>> Start Page

I'm attaching the whole patch since commitfest failed to ingest the
last incremental on CI.


út 5. 1. 2021 v 2:32 odesílatel Josef Šimánek <josef.sima...@gmail.com> napsal:
>
> út 5. 1. 2021 v 0:46 odesílatel Tomas Vondra
> <tomas.von...@enterprisedb.com> napsal:
> >
> > Hi,
> >
> > I did take a quick look today, and I have a couple minor comments:
>
> Hi! Thanks for your time.
>
> > 1) The catalog sgml docs seem to mention bytes_processed twice (one of
> > that should be bytes_total), and line_processed (should be "lines_").
>
> Fixed in attached patch.
>
> >
> > 2) I'm not quite sure about not including any info about the command.
> > For example pg_stat_progress_create_index includes info about the
> > command, although it's not very detailed. Not sure how useful would it
> > be to show just COPY FROM / COPY TO, without more details.
> >
> > It's probably possible to extract this from pg_stat_activity, but that
> > may be rather cumbersome (parsing arbitrary SQL and all that). Also,
> > what if the COPY is called from a function etc.?
>
> Any idea where to discuss this? My usecase is really simple. I would
> like to be able to see progress of COPY command by pid. There is a lot
> of COPY info inside CopyToStateData and CopyFromStateData structs. The
> only limitation I see is support of only int64 values for progress
> reporting columns. I'm not sure if it is easily possible to expose for
> example filename this way.
>
> >
> > 3) I wonder if we should have something like lines_estimated. For COPY
> > TO it's pretty simple to calculate it as
> >
> >      bytes_total / (bytes_processed / lines_processed)
> >
> > but what about
> >
> >      COPY (query) TO file
> >
> > In that case we don't know the total amount of bytes / rows, so we can't
> > calculate any estimate. So maybe we could peek into the query plan? But
> > I agree this is something we can add later.
>
> If I remember well one of the original ideas was to be able to pass
> custom bytes_total (or lines_total) by COPY options to be stored in
> copy progress. I can add this in some following patch if still
> welcomed.

>> End Page
>> Start Raw data

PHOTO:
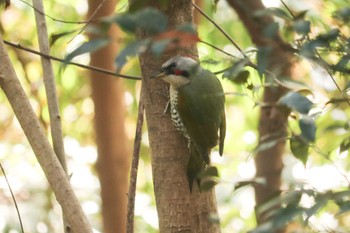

>> End Raw data

# What you will do
1 > Using the COPY progress thread, explain in one to three sentences why no estimate can be calculated for COPY (query) TO file.
2 > List every complete column identifier in the COPY progress thread that starts with bytes_ or lines_.
The material plays no part in this work.

# Set of answers
1 > For COPY (query) TO file, the total amount of bytes or rows is not known, so there is nothing to base an estimate on. For plain COPY TO, by contrast, the estimate can be computed as bytes_total / (bytes_processed / lines_processed).

2 >
- bytes_processed
- bytes_total
- lines_processed
- lines_estimated
- lines_total